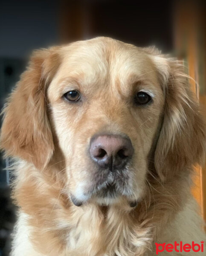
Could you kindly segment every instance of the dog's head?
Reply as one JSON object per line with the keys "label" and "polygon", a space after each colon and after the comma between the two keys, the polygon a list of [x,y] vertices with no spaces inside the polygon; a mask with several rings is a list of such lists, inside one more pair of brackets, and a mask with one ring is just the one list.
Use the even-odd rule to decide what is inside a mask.
{"label": "dog's head", "polygon": [[76,205],[132,205],[148,172],[165,182],[204,158],[204,124],[183,68],[106,38],[38,51],[4,110],[2,147],[42,170],[60,155]]}

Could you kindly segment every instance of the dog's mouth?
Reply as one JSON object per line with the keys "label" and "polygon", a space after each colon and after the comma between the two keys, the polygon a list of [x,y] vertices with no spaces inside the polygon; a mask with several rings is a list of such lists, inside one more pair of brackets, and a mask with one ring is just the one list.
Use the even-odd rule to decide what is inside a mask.
{"label": "dog's mouth", "polygon": [[114,175],[110,173],[104,181],[99,182],[93,184],[86,192],[84,192],[81,200],[77,198],[75,195],[71,195],[70,198],[73,204],[76,206],[94,200],[102,205],[108,205],[118,201],[121,196],[128,199],[128,204],[131,207],[136,206],[137,201],[133,199],[133,192],[130,185],[128,179],[122,179],[119,176]]}

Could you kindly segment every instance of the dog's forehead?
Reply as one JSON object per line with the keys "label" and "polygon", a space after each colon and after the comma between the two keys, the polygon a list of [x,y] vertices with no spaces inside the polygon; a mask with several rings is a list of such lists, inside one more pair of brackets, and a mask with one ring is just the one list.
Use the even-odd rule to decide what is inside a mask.
{"label": "dog's forehead", "polygon": [[96,38],[66,46],[61,54],[61,64],[52,83],[54,86],[76,80],[80,84],[77,89],[81,90],[108,84],[116,90],[118,83],[127,94],[136,81],[158,84],[156,69],[148,54],[132,45],[110,38]]}
{"label": "dog's forehead", "polygon": [[[133,73],[143,76],[154,69],[148,55],[142,48],[111,38],[78,42],[64,50],[60,70],[62,73],[67,70],[102,77],[108,73],[113,76],[125,76]],[[150,76],[150,73],[147,73],[147,76]]]}

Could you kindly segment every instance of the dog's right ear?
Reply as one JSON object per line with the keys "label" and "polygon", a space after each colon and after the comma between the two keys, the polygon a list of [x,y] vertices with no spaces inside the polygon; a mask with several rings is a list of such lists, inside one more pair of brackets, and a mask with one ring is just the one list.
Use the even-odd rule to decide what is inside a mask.
{"label": "dog's right ear", "polygon": [[36,51],[3,110],[0,148],[37,168],[46,166],[54,150],[47,115],[46,91],[60,65],[56,48]]}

====

→ **Exercise objective**
Rewrite the listing above with every "kindly" changed to "please" and nothing else altered, leaving out the pictures.

→ **Final result**
Could you please segment every instance of the dog's head?
Reply as one JSON object per line with the keys "label" and "polygon", a space after each colon and after the comma between the two keys, the polygon a list of [x,y] vertices with no spaces inside the polygon; a mask with several rings is a list of such lists, inside one more pair of brackets, and a mask with one ring is just the one list.
Use the even-odd rule to decide what is inside a mask.
{"label": "dog's head", "polygon": [[76,205],[132,205],[148,172],[165,182],[204,158],[204,124],[183,68],[106,38],[38,51],[4,110],[2,147],[42,170],[60,155]]}

Could you please segment every instance of the dog's mouth?
Reply as one JSON object per line with the keys "label" and "polygon", a space after each colon and after the comma between the two keys, the polygon a list of [x,y] vertices with no spaces inside the polygon; a mask with several rings is a list of such lists, inside one more pair of brackets, and a mask with one ring is just the one list.
Use the even-odd rule to decide what is inside a mask.
{"label": "dog's mouth", "polygon": [[114,175],[110,173],[104,181],[99,182],[93,184],[86,192],[84,192],[81,200],[77,198],[75,195],[71,195],[70,198],[73,204],[76,206],[94,200],[102,205],[108,205],[118,201],[121,196],[128,199],[128,204],[131,207],[136,206],[137,201],[133,199],[133,192],[130,185],[128,179],[122,179],[119,176]]}

Could you please segment every instance of the dog's forehead?
Reply as one JSON object per line with the keys "label" and "polygon", a space after each colon and after the comma between the two keys, the polygon a list of [x,y] vertices with no spaces inside the polygon; a mask with several rings is a list of such lists, inside one more pair of brackets, and a mask with one ring is just the one list.
Use the even-odd rule to decide what is inside a mask.
{"label": "dog's forehead", "polygon": [[96,38],[66,46],[61,54],[61,64],[52,83],[54,86],[76,80],[80,84],[77,89],[81,90],[108,84],[116,90],[118,83],[127,94],[136,81],[158,84],[156,69],[148,54],[132,45],[110,38]]}
{"label": "dog's forehead", "polygon": [[[133,73],[143,76],[154,69],[148,55],[142,48],[111,38],[78,42],[64,50],[60,70],[62,73],[67,70],[102,77],[108,73],[113,76],[125,76]],[[150,76],[150,73],[147,73],[147,76]]]}

Could you please segment every instance of the dog's right ear?
Reply as one JSON object per line with the keys "label" and "polygon", a space after each colon and after the comma between the two keys, the polygon a list of [x,y] vertices with no spaces inside the polygon; a mask with several rings is a list of such lists, inside one more pair of brackets, and a mask with one ring is just the one list.
Use the even-odd rule to decide what is inside a mask.
{"label": "dog's right ear", "polygon": [[36,51],[3,110],[0,148],[37,168],[46,166],[54,150],[47,115],[46,91],[60,65],[56,48]]}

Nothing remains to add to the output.